[start DOCUMENT SEGMENT]

# Who are your Six Living Composers?



## 20centrfuge (Apr 13, 2007)

I like to focus on several composers at a time as personal favorites at least until I feel I know their lives and music very well. My opinion of them may change with time, and they might get replaced in my personal hierarchy by someone new, but it gives me some focus for my musical exploration.

For example, in the 20th century, I have my "Midcentury Six" (which are Prokofiev, Barber, Hindemith, Messiaen, Sibelius, and Bartok). I have solidified these six as favorites of that time.

Well, I want to eventually solidify a "Turn of the Century Six" as well: *SIX living composers who were at least alive and composing on 01/01/2000.

I'm hoping to hear your thoughts on who are the best living (or recently living) composers. Whose music has the depth and breadth to be revered in 50, 100, or even 200 years?*

I feel like Wolfgang Rihm, Thomas Adès, John Adams are three in my lineup but the other three are totally up in the air.

...and yes, I'm a nerd.


----------



## Art Rock (Nov 28, 2009)

Definitely Gubaidulina, Gorecki, John Adams and Rautavaara. For the other two names many candidates.


----------



## Portamento (Dec 8, 2016)

Like Art Rock, I can solidify four (Saariaho, Boulez, Harvey, and Gubaidulina) but the rest is a toss-up.


----------



## StDior (May 28, 2015)

My six favorites composer who lived in 2000: Ligeti, Boulez, Stockhausen, Xenakis, Gubaidulina, Lachenmann.
Six favorite living composers: Gubaidulina, Lachenmann, Saariaho, Georg Friedrich Haas, Kurtag, Norgard.


----------



## mmsbls (Mar 6, 2011)

I guess I would pick:

John Adams
Thomas Ades
Hans Abrahamsen
Steve Reich
Pierre Boulez
Krzysztof Penderecki


----------



## Andolink (Oct 29, 2012)

6 favorite living composers (in no order):

Per Nørgård
Chaya Czernowin
Rebecca Saunders
Harrison Birtwistle
James Dillon
Wolfgang Rihm

and...

these could also make this list depending on which of their pieces I last listened to:

Michael Finnissy
Salvatore Sciarrino
Brian Ferneyhough
Liza Lim
Beat Furrer
Enno Poppe
Hèctor Parra
Simon Holt
Friedrich Cerha
Helmut Lachenmann
Helmut Oehring
etc.
etc.


----------



## Nereffid (Feb 6, 2013)

Hmmm, you've asked two separate questions here because you look for "favourites" and then "best".

[end DOCUMENT SEGMENT]

TASK 1>
Answer these about the composers thread:
(a) Which composers make up the opening poster's "Midcentury Six"?
(b) Which four composers does Portamento say they can solidify?
(c) Which composer comes last in the list posted by mmsbls?
The thread above and the entries that come after it are unrelated material.

[start TASK MATERIAL]

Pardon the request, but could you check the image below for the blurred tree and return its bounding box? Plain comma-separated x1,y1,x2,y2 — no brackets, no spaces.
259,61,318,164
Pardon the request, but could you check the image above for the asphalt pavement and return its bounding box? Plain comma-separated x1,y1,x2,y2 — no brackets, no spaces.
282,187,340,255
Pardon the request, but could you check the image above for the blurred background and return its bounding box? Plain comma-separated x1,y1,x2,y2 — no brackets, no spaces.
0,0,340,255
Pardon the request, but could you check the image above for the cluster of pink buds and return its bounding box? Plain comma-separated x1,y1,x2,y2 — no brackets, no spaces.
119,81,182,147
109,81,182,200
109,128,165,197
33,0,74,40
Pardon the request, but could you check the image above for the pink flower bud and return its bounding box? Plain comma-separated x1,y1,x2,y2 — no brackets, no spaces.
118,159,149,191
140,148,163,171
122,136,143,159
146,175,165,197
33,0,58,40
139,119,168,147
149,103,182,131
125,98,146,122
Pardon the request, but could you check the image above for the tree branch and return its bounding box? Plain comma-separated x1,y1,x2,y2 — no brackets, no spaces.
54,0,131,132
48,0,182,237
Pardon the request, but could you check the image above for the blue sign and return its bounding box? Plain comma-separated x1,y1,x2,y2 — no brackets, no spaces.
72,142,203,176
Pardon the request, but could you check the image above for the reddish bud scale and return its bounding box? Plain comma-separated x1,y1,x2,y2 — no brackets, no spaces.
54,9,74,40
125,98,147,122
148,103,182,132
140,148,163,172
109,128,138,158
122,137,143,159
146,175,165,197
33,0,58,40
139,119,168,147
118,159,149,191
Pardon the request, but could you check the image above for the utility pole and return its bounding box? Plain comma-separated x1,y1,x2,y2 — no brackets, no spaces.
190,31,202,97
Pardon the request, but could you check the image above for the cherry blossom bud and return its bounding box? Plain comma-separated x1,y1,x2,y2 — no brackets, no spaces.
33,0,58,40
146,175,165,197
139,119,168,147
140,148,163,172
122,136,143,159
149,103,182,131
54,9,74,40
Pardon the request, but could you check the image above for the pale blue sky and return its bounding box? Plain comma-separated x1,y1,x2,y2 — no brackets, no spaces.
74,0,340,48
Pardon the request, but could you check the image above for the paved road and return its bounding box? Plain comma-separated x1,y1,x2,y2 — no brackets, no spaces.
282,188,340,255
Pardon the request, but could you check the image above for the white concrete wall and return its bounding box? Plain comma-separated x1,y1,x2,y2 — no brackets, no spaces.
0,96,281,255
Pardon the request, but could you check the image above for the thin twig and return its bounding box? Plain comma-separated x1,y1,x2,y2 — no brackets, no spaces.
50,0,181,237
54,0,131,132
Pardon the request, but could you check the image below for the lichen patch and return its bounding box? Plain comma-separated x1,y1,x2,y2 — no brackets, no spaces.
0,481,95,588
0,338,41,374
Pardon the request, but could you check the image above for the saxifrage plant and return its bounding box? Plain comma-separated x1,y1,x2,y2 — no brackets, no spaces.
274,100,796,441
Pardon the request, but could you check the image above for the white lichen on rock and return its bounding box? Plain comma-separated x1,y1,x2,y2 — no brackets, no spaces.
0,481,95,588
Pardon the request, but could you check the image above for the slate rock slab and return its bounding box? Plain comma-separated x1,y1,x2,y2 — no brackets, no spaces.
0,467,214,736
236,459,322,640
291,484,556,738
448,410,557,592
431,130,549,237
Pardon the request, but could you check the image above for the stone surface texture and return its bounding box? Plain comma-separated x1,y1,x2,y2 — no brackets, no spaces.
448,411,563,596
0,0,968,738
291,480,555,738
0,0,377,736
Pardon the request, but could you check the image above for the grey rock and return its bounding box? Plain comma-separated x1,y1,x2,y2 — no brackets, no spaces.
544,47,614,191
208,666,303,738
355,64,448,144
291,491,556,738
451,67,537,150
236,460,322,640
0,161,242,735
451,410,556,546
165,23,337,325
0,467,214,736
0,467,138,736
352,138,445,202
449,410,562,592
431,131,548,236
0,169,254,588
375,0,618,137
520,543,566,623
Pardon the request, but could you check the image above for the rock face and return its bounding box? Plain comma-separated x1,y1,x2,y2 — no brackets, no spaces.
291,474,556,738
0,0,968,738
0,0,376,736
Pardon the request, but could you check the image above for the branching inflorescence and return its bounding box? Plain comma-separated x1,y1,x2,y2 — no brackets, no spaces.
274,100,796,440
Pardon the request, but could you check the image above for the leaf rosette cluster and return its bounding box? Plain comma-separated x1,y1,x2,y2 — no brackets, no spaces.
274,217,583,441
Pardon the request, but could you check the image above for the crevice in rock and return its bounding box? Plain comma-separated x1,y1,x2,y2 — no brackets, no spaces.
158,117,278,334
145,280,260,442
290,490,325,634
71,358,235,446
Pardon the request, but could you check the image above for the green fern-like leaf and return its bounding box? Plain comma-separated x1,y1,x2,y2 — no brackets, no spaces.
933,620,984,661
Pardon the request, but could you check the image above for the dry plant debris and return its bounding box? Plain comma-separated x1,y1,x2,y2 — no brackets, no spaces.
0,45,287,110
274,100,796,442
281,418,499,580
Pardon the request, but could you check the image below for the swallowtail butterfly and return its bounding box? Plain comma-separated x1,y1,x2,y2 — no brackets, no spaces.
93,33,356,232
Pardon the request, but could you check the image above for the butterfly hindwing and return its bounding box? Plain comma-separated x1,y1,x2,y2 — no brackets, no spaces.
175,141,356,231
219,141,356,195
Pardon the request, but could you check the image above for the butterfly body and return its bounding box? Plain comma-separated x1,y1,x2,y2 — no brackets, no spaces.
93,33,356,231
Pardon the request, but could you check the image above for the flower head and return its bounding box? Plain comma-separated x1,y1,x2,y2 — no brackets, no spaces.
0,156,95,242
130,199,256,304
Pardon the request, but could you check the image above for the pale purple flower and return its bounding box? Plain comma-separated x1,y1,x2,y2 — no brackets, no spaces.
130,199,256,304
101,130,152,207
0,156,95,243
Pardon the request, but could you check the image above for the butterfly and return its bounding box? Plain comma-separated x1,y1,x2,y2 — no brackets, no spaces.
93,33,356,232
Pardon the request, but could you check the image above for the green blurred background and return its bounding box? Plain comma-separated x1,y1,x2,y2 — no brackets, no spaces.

[end TASK MATERIAL]

TASK 2>
Recast the part of the entries that opens with the line containing "the blurred background" and closes with the line containing "0,0,340,255" as a Markdown table with the columns Row and Text. Give one numbered row per line and leave out blank lines.

FINAL RESULT 1>
(a) Prokofiev, Barber, Hindemith, Messiaen, Sibelius, and Bartok.
(b) Saariaho, Boulez, Harvey, and Gubaidulina.
(c) Krzysztof Penderecki.

FINAL RESULT 2>
| Row | Text |
|---|---|
| 1 | Pardon the request, but could you check the image above for the blurred background and return its bounding box? Plain comma-separated x1,y1,x2,y2 — no brackets, no spaces. |
| 2 | 0,0,340,255 |